↓
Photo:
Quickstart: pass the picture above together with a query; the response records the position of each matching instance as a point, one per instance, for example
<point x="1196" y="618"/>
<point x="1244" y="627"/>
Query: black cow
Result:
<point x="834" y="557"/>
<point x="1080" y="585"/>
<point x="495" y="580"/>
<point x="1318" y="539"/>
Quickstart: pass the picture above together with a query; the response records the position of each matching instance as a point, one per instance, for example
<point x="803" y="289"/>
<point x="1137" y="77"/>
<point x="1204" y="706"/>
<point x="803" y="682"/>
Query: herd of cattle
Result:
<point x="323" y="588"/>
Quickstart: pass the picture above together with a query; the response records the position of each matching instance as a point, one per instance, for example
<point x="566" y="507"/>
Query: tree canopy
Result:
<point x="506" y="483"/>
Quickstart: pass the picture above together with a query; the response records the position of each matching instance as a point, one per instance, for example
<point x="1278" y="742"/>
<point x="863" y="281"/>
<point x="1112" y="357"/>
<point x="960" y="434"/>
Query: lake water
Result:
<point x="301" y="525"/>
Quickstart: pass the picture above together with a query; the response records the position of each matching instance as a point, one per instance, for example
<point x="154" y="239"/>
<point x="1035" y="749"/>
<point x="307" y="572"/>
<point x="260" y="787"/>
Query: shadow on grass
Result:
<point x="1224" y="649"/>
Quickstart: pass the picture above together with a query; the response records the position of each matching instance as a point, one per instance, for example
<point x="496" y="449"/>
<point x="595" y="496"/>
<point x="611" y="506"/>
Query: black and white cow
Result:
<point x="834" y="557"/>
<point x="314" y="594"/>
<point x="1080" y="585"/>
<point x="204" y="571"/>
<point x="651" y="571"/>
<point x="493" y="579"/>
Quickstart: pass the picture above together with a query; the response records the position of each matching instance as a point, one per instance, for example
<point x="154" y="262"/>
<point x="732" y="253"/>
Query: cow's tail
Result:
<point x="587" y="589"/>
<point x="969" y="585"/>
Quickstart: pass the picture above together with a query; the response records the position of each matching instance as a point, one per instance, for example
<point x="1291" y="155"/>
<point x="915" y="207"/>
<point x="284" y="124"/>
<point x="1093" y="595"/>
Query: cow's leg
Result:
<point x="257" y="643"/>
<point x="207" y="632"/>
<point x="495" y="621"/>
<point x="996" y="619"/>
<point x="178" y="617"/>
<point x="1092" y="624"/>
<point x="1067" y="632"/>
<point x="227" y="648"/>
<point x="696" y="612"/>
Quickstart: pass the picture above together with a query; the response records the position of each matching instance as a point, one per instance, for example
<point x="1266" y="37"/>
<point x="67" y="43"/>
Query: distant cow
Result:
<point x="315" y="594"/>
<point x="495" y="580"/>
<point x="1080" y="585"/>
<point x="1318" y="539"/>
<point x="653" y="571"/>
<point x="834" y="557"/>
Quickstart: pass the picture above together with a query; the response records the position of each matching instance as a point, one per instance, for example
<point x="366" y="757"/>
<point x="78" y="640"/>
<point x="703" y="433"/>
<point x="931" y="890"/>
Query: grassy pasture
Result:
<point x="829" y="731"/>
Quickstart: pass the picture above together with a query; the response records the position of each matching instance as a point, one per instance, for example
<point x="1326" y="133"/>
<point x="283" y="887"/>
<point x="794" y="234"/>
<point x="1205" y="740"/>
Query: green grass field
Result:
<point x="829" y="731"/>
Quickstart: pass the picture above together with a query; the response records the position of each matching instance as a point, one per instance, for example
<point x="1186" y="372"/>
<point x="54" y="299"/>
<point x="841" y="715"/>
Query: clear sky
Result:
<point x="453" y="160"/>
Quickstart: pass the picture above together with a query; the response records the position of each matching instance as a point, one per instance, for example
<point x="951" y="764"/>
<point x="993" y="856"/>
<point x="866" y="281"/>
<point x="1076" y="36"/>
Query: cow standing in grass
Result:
↑
Copy all of the data exactly.

### TASK SOLUTION
Photo:
Quickstart: pass the picture above together with a query; the response records the position of each matching instance as a point, one per instance, for example
<point x="1196" y="618"/>
<point x="1244" y="627"/>
Query: black cow
Result:
<point x="834" y="557"/>
<point x="1080" y="585"/>
<point x="495" y="580"/>
<point x="1318" y="539"/>
Quickstart: pass the picture above together with a query; the response records the position of each matching instance as a point, one per instance, for example
<point x="803" y="289"/>
<point x="1137" y="77"/>
<point x="1204" y="706"/>
<point x="803" y="682"/>
Query: herd of cattle
Result:
<point x="323" y="588"/>
Quickstart: pass the picture above together with a query; the response records the position of each matching instance as a point, one per instance, for example
<point x="566" y="507"/>
Query: tree canopy
Result:
<point x="506" y="483"/>
Quickstart: pass the picture above together with a query; the response records the position of each matching instance as a point, one per instance, for example
<point x="1278" y="742"/>
<point x="863" y="281"/>
<point x="1112" y="357"/>
<point x="960" y="434"/>
Query: lake water
Result:
<point x="301" y="525"/>
Quickstart: pass the picture above together with a query; the response records the position of each matching instance as a point, one per instance, for example
<point x="154" y="239"/>
<point x="1035" y="749"/>
<point x="307" y="572"/>
<point x="260" y="787"/>
Query: shadow on grass
Result:
<point x="1224" y="649"/>
Quickstart: pass the picture above together with a query; the response records the position of each matching instance as a point, one per instance, for example
<point x="496" y="449"/>
<point x="595" y="496"/>
<point x="611" y="506"/>
Query: black and white cow
Result:
<point x="834" y="557"/>
<point x="314" y="594"/>
<point x="1080" y="585"/>
<point x="204" y="571"/>
<point x="651" y="571"/>
<point x="493" y="579"/>
Quickstart: pass the picture above together with a query; the response records the position of each matching instance as a point, one per instance, for example
<point x="154" y="262"/>
<point x="732" y="253"/>
Query: cow's tail
Result:
<point x="587" y="589"/>
<point x="969" y="585"/>
Quickstart: pass the picture above together with a query; the response records the position of each matching instance as a point, one per instance, for example
<point x="1291" y="155"/>
<point x="915" y="207"/>
<point x="284" y="124"/>
<point x="1093" y="595"/>
Query: cow's leg
Result:
<point x="257" y="643"/>
<point x="207" y="632"/>
<point x="495" y="621"/>
<point x="996" y="619"/>
<point x="178" y="617"/>
<point x="1092" y="624"/>
<point x="1067" y="632"/>
<point x="227" y="648"/>
<point x="696" y="612"/>
Quickstart: pass the picture above together with a query; the response records the position of each matching instance as a point, one per instance, for example
<point x="1266" y="37"/>
<point x="67" y="43"/>
Query: distant cow
Result:
<point x="315" y="594"/>
<point x="495" y="580"/>
<point x="1080" y="585"/>
<point x="1318" y="539"/>
<point x="653" y="571"/>
<point x="834" y="557"/>
Quickstart: pass the picture above together with a query; the response records the position of each matching instance as a point, one per instance, for example
<point x="366" y="757"/>
<point x="78" y="640"/>
<point x="703" y="433"/>
<point x="931" y="890"/>
Query: grassy pasture
Result:
<point x="829" y="731"/>
Quickstart: pass the picture above together with a query; the response records the position of each matching instance as a point, one per instance, for example
<point x="1326" y="133"/>
<point x="283" y="887"/>
<point x="794" y="234"/>
<point x="1205" y="740"/>
Query: green grass field
Result:
<point x="829" y="731"/>
Quickstart: pass the picture above together with a query; the response records the position of each matching instance as a point, one per instance, for example
<point x="1186" y="372"/>
<point x="54" y="299"/>
<point x="841" y="715"/>
Query: clear sky
Result:
<point x="453" y="160"/>
Quickstart: pass the picture above together with a query; the response records the position of each matching instance as a point, one per instance, for example
<point x="951" y="764"/>
<point x="993" y="856"/>
<point x="866" y="281"/>
<point x="1076" y="36"/>
Query: cow standing in grass
Result:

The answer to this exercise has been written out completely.